- [AIM OF THE EXERCISE]: Please pick out every line in the rows below that contains the word "covered", treating uppercase and lowercase as different.

[Records from a collection]
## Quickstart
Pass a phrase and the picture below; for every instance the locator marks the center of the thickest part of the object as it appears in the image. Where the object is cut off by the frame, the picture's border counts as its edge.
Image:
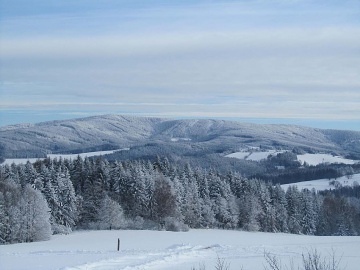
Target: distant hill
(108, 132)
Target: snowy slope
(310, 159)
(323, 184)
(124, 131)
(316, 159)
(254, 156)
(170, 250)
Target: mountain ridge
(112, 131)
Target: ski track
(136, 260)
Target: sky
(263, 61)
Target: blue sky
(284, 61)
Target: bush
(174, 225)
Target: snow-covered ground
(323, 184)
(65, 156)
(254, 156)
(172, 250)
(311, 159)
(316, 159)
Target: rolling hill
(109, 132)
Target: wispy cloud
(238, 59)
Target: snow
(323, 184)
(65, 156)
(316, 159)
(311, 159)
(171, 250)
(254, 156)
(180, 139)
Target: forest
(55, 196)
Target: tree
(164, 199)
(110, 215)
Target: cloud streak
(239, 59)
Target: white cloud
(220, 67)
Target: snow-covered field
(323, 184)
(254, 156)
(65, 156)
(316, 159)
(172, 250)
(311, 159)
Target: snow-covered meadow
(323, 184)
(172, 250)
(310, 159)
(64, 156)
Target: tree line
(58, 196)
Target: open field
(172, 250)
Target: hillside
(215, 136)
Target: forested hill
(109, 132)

...

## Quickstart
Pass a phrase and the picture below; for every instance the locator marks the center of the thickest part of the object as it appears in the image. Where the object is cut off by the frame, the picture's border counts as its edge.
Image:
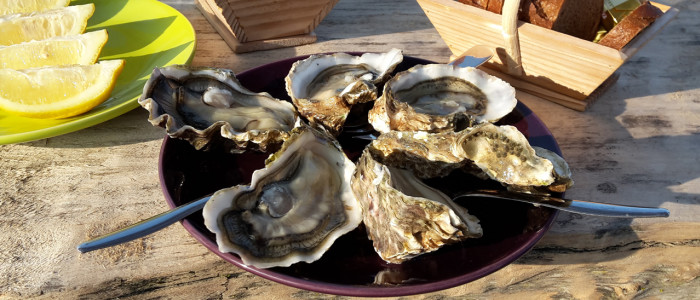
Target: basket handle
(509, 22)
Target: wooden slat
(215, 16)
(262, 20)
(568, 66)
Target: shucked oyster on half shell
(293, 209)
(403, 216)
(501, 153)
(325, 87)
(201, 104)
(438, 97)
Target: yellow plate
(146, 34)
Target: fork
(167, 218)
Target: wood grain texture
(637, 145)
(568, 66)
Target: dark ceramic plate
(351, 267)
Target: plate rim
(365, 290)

- [FINISHED EXERCISE]:
Target: snow-covered ground
Target: snow-covered field
Target: snow-covered meadow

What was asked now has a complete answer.